• **Seu objetivo**
Segundo o texto extraído, por que Tadeu Aguiar não teve medo de dirigir Miriam? Explique em uma a três frases.

--- Texto extraído ---

Sentada no café da Casa de Cultura Laura Alvim, onde encena o primeiro solo da sua carreira, “Oscar e a Sra. Rosa”, Miriam é um ícone do teatro paulista — menos conhecida no Rio, ela retorna após 15 anos, desde “Mary Stuart” (1997), sob a direção de Gabriel Villela. Completando 55 anos de atividade, ela é também uma das mais versáteis atrizes do país, tendo no currículo passagens por montagens consagradas de grupos como Arena, Teatro Brasileiro de Comédia (TBC) e Oficina e também dos mais importantes realizadores dos anos 1950, 60 e 70, como Antunes Filho, Flávio Rangel, José Renato, Ademar Guerra e Emilio di Biase. Agora é Tadeu Aguiar quem a guia num texto de Éric-Emmanuel Schmitt. No solo, Miriam se divide entre dez personagens, entre eles um garoto de 10 anos diagnosticado com uma doença terminal e uma senhora que o acompanha e o faz acreditar que, em apenas 12 dias, ele pode viver as emoções de uma vida inteira.

— O texto nos mostra o quanto a nossa imaginação pode transformar as coisas. Foi um presente do Tadeu — diz.

E o diretor explica o porquê de ter escolhido Miriam:

— Ela sempre fez os mais diversos estilos. Trabalhou com diretores de pesquisa e no melhor do comercial. É uma atriz disposta a arriscar. Não tive medo de dirigi-la porque sabia que ela se entregaria de corpo e alma. Sou diretor há pouco tempo, é a minha quarta peça, enquanto ela tem uma experiência de mais de 50 anos.

Mas até o teatro lhe abrir as portas não foi fácil. Nascida em Barcelona e radicada no Brasil desde os 3 anos, ainda cedo era levada pelos pais a sessões de óperas e peças, mas quando decidiu, aos 16, que gostaria de deixar a plateia, a relação dos pais com as artes cênicas mudou de figura.

— “Filha minha, não!”, dizia o meu pai — conta a atriz.

Como muitos de sua geração, o curso de Direito era a senha que lhe permitia dedicar as horas vagas ao teatro.

— Quando larguei o Direito e fiquei só na EAD foi um escândalo: “Eu não sustento vagabunda”, ele disse.

Mas em 1958, após a aprovação nos exames finais da EAD, a coisa não tinha volta.

— Todos os principais diretores iam assistir aos formandos. Saí de lá disputada e já empregada — conta. — O TBC estava de olho, o Sérgio Cardoso também, mas o que aceitei, para desgosto do meu pai, foi o convite do Arena. Ele dizia: “Se vai fazer teatro, faça os grandes.” Quando o Guarnieri e o José Renato me convidaram eu já os conhecia e gostava deles.

--- Registros ---

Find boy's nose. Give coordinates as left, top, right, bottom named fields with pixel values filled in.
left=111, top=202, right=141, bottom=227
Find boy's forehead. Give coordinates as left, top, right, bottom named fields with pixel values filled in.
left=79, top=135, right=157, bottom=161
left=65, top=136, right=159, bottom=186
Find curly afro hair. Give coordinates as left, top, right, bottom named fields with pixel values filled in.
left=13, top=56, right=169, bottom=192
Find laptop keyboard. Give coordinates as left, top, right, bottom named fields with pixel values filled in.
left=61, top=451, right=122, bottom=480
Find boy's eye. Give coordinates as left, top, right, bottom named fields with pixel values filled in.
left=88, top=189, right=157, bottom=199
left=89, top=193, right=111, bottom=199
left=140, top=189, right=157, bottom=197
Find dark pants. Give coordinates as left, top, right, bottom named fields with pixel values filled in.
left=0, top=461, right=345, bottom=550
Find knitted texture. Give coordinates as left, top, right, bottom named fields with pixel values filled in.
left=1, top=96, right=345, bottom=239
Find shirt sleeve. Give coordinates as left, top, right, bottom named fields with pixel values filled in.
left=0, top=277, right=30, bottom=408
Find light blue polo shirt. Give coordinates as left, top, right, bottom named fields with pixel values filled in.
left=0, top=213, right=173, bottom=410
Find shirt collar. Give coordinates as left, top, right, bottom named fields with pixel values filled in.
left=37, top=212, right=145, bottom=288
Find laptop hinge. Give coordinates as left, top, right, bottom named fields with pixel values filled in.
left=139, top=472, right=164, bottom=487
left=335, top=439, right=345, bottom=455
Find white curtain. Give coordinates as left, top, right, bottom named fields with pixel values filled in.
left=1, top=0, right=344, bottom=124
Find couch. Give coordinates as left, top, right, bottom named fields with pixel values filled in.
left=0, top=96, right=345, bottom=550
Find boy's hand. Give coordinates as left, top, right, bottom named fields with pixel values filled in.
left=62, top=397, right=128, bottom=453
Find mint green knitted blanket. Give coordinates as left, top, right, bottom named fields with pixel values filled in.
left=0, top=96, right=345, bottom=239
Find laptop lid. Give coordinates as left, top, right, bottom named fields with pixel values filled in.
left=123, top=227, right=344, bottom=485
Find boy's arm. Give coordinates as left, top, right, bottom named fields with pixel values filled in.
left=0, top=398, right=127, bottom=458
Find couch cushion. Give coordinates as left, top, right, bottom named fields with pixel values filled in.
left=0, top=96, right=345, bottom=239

---

• **Resposta**
Tadeu Aguiar não teve medo de dirigir Miriam porque sabia que ela se entregaria de corpo e alma. Ele a descreve como uma atriz disposta a arriscar.